* _What you have to do_
Can you set down each of the items below word for word, leaving out the pictures?

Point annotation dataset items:
##############################

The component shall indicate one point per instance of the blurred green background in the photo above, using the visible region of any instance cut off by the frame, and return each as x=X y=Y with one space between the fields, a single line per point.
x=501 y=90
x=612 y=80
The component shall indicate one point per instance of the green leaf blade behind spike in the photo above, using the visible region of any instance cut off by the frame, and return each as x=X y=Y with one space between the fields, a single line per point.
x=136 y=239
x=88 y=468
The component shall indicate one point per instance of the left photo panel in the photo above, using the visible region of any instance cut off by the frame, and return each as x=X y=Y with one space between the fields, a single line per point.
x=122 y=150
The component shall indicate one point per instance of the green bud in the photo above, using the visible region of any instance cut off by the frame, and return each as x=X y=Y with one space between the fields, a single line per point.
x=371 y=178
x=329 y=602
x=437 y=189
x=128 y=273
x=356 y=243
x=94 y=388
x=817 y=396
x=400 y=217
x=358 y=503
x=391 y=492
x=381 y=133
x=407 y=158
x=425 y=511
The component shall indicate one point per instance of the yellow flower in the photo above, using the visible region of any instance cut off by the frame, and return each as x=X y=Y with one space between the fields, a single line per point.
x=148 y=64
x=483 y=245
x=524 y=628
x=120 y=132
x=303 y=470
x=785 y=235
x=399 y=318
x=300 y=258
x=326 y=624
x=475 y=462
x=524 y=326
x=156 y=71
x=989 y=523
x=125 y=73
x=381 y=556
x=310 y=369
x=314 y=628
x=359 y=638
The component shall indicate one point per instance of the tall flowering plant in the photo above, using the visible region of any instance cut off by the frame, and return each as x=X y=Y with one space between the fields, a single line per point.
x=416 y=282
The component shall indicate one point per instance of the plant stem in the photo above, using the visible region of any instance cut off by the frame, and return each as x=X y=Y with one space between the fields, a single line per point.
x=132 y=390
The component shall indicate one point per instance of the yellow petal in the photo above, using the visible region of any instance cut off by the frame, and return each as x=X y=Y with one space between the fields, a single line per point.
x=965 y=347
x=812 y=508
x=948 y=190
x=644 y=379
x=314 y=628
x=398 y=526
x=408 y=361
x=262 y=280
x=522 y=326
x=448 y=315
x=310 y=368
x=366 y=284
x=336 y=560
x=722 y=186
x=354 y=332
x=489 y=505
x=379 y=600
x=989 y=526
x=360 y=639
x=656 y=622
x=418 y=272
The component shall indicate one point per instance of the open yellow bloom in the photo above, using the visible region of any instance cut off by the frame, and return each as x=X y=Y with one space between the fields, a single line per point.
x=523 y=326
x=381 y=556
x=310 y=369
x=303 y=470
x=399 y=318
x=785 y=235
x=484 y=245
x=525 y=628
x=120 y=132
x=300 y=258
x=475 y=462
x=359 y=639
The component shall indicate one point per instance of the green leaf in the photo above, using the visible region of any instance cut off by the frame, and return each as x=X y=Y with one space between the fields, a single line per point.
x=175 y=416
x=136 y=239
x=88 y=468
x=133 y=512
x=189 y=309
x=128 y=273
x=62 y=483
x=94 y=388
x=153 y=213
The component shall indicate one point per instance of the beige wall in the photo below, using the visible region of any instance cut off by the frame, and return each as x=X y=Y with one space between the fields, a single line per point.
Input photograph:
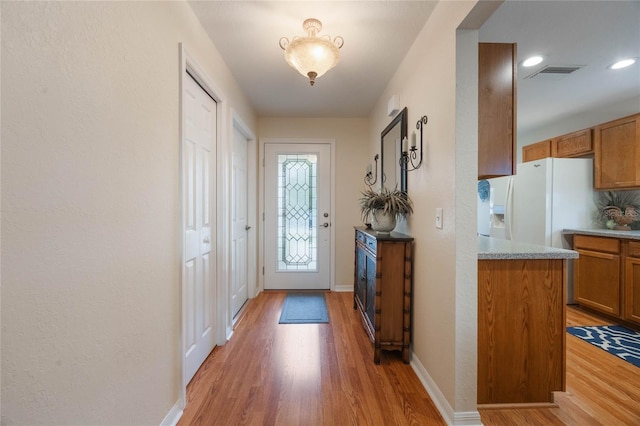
x=351 y=136
x=90 y=197
x=444 y=311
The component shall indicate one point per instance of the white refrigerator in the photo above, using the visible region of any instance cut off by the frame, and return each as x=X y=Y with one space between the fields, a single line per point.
x=540 y=200
x=548 y=196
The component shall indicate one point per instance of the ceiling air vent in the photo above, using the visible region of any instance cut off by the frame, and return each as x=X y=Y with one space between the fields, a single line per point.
x=555 y=72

##############################

* _Written solution_
The component shall indicate one point per instance of the blurred green background in the photo above, using the visible region of any instance cut off by the frame, and return each as x=X y=Y with one space between the fields, a single line per point.
x=501 y=90
x=612 y=80
The component shall indicate one point per instance of the green leaf blade behind spike in the photo above, using the visible region of any instance cut off by the frame, and return each as x=X y=Y with one space between the fields, a single line per point.
x=136 y=239
x=88 y=468
The component shall indicate one point per instance of the left photo panel in the photo above, using the visible region of any instance cut off by the frame, and return each as x=X y=Y with one space between the fields, a single line per point.
x=122 y=150
The component shall indicate one point per instance of the green bud in the photo above, using the visible region of any instance cut off by the frame, and return each as x=X y=Y with one space between the fields, a single line per point.
x=371 y=178
x=329 y=602
x=437 y=189
x=128 y=273
x=356 y=243
x=94 y=388
x=817 y=396
x=400 y=217
x=358 y=503
x=391 y=492
x=381 y=133
x=407 y=158
x=425 y=511
The component shall indicate one point per instance of the yellow flower in the photo above, using the visible region of any instance cut off by the frame, and return each as x=X y=Y with one space between the fields, a single line per point.
x=148 y=64
x=483 y=245
x=524 y=628
x=120 y=132
x=303 y=470
x=785 y=235
x=399 y=318
x=300 y=258
x=326 y=624
x=475 y=462
x=524 y=326
x=156 y=71
x=989 y=523
x=125 y=73
x=381 y=556
x=310 y=369
x=314 y=628
x=359 y=638
The component shall indicate one point per instance of the tall flowering plant in the photo above, using the visible region of any instance cut off by the frame, and return each as x=X y=Y with one space between the fields, a single line per point.
x=416 y=282
The component shall indicate one point per instance of the plant stem in the photo above, using the visible region of any instance cut off by the frame, and return each as x=X y=Y with one space between the fields, a single line per point.
x=132 y=390
The component shall indicate one point per instance of the yellow petal in the photo above, using the visible region of any instance cut off by the frame, and return each as x=X y=Y with one space between the fields, a single line per point.
x=965 y=347
x=812 y=508
x=948 y=190
x=644 y=379
x=314 y=628
x=398 y=526
x=408 y=361
x=262 y=280
x=522 y=326
x=448 y=315
x=310 y=368
x=366 y=284
x=336 y=560
x=722 y=186
x=354 y=332
x=489 y=505
x=379 y=600
x=989 y=526
x=360 y=639
x=656 y=622
x=418 y=272
The component shall indicate one point per instance of the open yellow bloom in the photo above, using the visible region of any instance cut off by the frame, and return each as x=X y=Y with one space between the fields, a single line per point.
x=523 y=326
x=381 y=556
x=310 y=369
x=303 y=470
x=399 y=318
x=785 y=235
x=484 y=245
x=525 y=628
x=120 y=132
x=300 y=258
x=475 y=462
x=359 y=639
The component shall indicate one point per instance of the green leaf in the photo above, using the visible region of any instance cut off by the frame, and return each as x=X y=Y with one space between the fields, a single line per point.
x=175 y=416
x=136 y=239
x=88 y=468
x=133 y=512
x=189 y=309
x=128 y=273
x=62 y=483
x=94 y=388
x=153 y=213
The component shall indicate one point per instance of the beige wall in the photo below, using the visible region of any instance cut off by the frame, and return each as x=X y=Y with one space between the fields, a single line per point.
Input photograph:
x=351 y=136
x=90 y=197
x=444 y=311
The component shall indicate one point per instance of the white refrigerator in the photo above, using the visible region of any instance cut off by the frame, and return each as x=X y=Y with one space between the fields, a single line per point.
x=540 y=200
x=548 y=196
The component shall indicate one point per instance of the ceiling air vent in the photo above, using the visible region of any instance cut off by the frame, and return each as x=X y=Y with one space between the fields, a single line per point.
x=555 y=72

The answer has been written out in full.